### TASK TO CARRY OUT
Extract verbatim every line from the beginning of the data through the line containing "Each instance is", inclusive.

### STORED RECORDS

— BEGIN —

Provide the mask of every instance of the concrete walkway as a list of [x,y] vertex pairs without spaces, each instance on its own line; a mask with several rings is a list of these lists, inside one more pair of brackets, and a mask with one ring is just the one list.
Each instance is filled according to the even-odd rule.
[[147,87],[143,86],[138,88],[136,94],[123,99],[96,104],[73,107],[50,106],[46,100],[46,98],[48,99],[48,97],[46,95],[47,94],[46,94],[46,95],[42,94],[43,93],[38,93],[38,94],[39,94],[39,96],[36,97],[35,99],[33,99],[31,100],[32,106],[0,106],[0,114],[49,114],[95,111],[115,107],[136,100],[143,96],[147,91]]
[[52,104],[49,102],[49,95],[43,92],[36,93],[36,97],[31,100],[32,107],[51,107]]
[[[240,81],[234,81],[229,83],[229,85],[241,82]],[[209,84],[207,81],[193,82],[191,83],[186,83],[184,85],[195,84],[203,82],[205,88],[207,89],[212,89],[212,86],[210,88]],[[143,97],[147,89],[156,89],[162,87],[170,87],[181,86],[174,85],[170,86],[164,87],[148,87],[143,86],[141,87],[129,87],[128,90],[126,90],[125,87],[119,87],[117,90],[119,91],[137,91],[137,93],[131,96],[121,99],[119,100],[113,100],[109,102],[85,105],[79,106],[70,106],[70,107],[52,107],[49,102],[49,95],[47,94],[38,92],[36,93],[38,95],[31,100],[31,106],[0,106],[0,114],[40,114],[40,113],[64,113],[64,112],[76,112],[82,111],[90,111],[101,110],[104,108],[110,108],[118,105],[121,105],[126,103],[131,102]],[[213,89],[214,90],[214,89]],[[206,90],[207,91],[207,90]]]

— END —

### REPLY
Provide the mask of every instance of the concrete walkway as a list of [x,y] vertex pairs without spaces, each instance on its own line; a mask with several rings is a list of these lists, inside one more pair of brackets, and a mask with one ring is just the one list.
Each instance is filled according to the even-odd rule.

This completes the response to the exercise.